*** Excerpt provided ***

If Bill Euille Runs a Write-In Campaign for Alexandria Mayor, Would He Be Likely to Win?


    I was chatting with an Alexandria Democratic politico yesterday, and he strongly recommended that I read this Alexandria News article, “Euille Moves Forward With City Business; Alexandrians Plan Write-in Campaign.” The gist of the article is: 1) Euille, who lost a three-way Democratic primary to Allison Silberberg on June 9th, is sounding increasingly likely to run a write-in campaign as an Independent this fall (I was particularly struck by Euille’s “It ain’t over ’til the fat lady sings” comment); 2) Euille seems to believe that he would have won if not for the presence of former Mayor Kerry Donley in the race, since “Kerry and I agree on many issues and we split our base vote;” and 3) there have been successful write-in and independent campaigns in the past in Alexandria, so this would not be unprecedented by any means.

***

Complete the following:
[1] According to the Euille passage, who defeated Euille in the June 9th Democratic primary?
[2] Continue the Euille passage, starting after its final sentence.
The rows have no connection to the Euille passage.

*** Data records ***

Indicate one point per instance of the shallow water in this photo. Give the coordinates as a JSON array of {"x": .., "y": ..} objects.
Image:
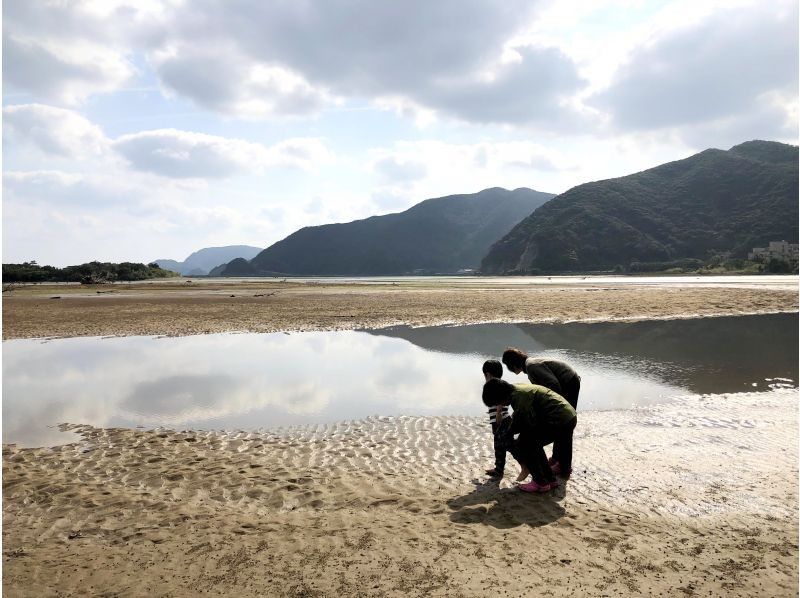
[{"x": 255, "y": 381}]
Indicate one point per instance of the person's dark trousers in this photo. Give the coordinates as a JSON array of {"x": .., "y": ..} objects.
[
  {"x": 571, "y": 391},
  {"x": 562, "y": 444},
  {"x": 530, "y": 450},
  {"x": 503, "y": 442}
]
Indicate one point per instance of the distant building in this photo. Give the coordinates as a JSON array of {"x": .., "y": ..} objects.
[{"x": 778, "y": 250}]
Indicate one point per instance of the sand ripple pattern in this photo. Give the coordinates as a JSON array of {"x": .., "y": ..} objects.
[{"x": 399, "y": 506}]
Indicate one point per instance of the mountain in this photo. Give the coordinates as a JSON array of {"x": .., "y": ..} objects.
[
  {"x": 202, "y": 261},
  {"x": 710, "y": 203},
  {"x": 442, "y": 235}
]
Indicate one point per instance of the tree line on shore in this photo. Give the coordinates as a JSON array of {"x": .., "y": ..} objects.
[{"x": 90, "y": 273}]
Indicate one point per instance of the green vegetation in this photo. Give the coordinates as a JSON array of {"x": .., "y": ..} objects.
[
  {"x": 91, "y": 273},
  {"x": 442, "y": 235},
  {"x": 710, "y": 204}
]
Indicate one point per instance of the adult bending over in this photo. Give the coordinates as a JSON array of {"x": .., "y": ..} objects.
[
  {"x": 539, "y": 416},
  {"x": 550, "y": 373}
]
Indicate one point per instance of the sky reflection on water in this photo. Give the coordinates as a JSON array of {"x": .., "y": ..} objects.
[{"x": 252, "y": 381}]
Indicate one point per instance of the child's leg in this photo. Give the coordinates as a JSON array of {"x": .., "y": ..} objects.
[
  {"x": 533, "y": 455},
  {"x": 499, "y": 448}
]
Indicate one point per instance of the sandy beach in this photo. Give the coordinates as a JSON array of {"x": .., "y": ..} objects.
[
  {"x": 252, "y": 305},
  {"x": 693, "y": 497}
]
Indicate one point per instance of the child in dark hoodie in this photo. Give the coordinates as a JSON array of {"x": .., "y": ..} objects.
[{"x": 501, "y": 427}]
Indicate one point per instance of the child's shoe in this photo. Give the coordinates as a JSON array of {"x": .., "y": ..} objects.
[{"x": 534, "y": 487}]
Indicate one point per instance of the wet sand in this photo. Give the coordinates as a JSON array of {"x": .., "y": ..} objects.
[
  {"x": 207, "y": 306},
  {"x": 694, "y": 497}
]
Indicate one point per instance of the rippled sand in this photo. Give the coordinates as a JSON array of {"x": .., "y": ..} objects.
[
  {"x": 208, "y": 306},
  {"x": 693, "y": 497}
]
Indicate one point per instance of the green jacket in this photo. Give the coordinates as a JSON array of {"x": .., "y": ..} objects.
[
  {"x": 536, "y": 406},
  {"x": 553, "y": 374}
]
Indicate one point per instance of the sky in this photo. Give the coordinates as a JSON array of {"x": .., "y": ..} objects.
[{"x": 136, "y": 130}]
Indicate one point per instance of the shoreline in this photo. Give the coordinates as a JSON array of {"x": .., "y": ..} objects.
[
  {"x": 201, "y": 308},
  {"x": 697, "y": 496}
]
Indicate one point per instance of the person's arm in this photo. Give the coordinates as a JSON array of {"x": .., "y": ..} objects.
[{"x": 538, "y": 373}]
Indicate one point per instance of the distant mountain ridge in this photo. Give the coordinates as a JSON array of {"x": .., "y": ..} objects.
[
  {"x": 201, "y": 262},
  {"x": 440, "y": 235},
  {"x": 713, "y": 202}
]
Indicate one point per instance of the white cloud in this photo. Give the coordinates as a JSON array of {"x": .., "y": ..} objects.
[
  {"x": 53, "y": 130},
  {"x": 184, "y": 154},
  {"x": 714, "y": 70},
  {"x": 224, "y": 81},
  {"x": 393, "y": 169}
]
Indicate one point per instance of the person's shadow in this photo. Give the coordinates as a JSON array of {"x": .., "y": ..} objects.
[{"x": 507, "y": 507}]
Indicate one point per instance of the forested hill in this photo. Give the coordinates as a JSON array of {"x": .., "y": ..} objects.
[
  {"x": 442, "y": 235},
  {"x": 710, "y": 203},
  {"x": 203, "y": 260}
]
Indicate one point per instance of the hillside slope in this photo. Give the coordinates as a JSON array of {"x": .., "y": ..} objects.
[
  {"x": 713, "y": 202},
  {"x": 442, "y": 235}
]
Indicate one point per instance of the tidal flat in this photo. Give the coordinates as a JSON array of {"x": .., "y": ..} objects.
[{"x": 686, "y": 486}]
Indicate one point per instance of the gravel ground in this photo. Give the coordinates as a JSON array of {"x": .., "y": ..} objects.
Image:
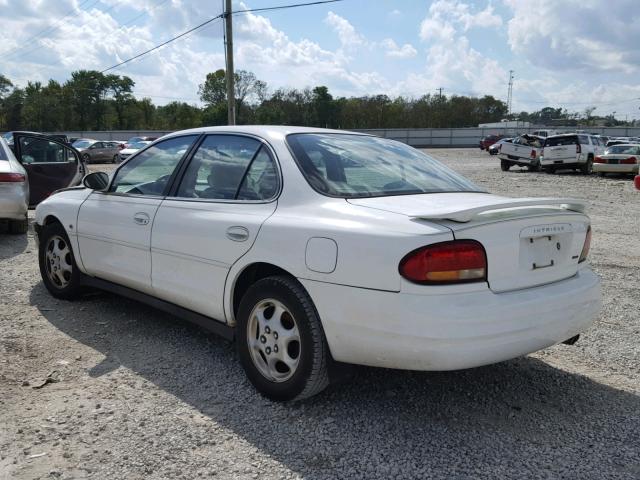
[{"x": 134, "y": 393}]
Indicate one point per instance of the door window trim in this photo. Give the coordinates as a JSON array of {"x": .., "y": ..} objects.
[
  {"x": 182, "y": 169},
  {"x": 176, "y": 171}
]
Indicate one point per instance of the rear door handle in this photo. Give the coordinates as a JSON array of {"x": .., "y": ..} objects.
[
  {"x": 141, "y": 218},
  {"x": 237, "y": 234}
]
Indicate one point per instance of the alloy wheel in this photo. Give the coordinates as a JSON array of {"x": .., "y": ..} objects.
[{"x": 273, "y": 338}]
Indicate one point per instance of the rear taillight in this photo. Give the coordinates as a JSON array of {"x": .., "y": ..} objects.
[
  {"x": 458, "y": 261},
  {"x": 586, "y": 246},
  {"x": 12, "y": 177}
]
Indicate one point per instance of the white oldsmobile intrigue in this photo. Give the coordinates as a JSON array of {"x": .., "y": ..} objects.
[{"x": 311, "y": 246}]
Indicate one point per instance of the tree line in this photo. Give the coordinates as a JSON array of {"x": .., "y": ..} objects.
[{"x": 90, "y": 100}]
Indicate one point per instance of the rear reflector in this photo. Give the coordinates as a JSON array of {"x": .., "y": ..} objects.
[
  {"x": 586, "y": 246},
  {"x": 458, "y": 261},
  {"x": 12, "y": 177}
]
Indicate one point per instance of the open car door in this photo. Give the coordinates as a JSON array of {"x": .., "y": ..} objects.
[{"x": 50, "y": 164}]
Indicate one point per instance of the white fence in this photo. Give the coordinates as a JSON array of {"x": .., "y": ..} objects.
[{"x": 416, "y": 137}]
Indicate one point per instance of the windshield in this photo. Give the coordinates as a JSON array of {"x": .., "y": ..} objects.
[
  {"x": 347, "y": 166},
  {"x": 624, "y": 149},
  {"x": 83, "y": 144},
  {"x": 138, "y": 145}
]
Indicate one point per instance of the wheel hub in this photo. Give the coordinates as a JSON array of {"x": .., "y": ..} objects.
[{"x": 274, "y": 340}]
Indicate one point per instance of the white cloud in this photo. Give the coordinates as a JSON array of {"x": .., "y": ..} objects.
[
  {"x": 395, "y": 51},
  {"x": 349, "y": 38}
]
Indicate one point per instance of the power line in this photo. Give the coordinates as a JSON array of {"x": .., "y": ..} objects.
[
  {"x": 164, "y": 43},
  {"x": 282, "y": 7}
]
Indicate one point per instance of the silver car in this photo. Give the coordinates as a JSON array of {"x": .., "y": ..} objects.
[{"x": 14, "y": 190}]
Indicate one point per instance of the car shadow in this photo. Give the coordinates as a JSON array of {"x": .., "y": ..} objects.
[
  {"x": 11, "y": 245},
  {"x": 512, "y": 419}
]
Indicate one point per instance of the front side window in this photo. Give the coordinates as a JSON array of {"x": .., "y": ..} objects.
[
  {"x": 228, "y": 167},
  {"x": 346, "y": 166},
  {"x": 149, "y": 172},
  {"x": 39, "y": 150}
]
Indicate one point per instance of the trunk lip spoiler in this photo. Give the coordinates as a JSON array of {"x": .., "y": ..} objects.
[{"x": 468, "y": 214}]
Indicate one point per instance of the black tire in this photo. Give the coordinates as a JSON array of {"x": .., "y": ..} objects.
[
  {"x": 73, "y": 289},
  {"x": 18, "y": 227},
  {"x": 311, "y": 374},
  {"x": 587, "y": 168}
]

***

Solved tasks:
[1] Allison Silberberg

[2]
    So, if Euille does run as a write-in candidate for mayor this fall, would he be likely to win? I tend to agree with the Alexandria Democratic politico I spoke with yesterday, that Euille would benefit from two important factors: 1) Eulle would probably get most of Donley’s support, since the two of them are closer in approach, ideology, etc. than Silberberg is; 2) Euille would likely outpace Silberberg in fundraising by a wide margin (in the primary, Euille raised over $150k vs. Silberberg’s $37k+) from developers, etc. That doesn’t make Euille a lock to beat Silberberg, but it certainly does give him some serious advantages.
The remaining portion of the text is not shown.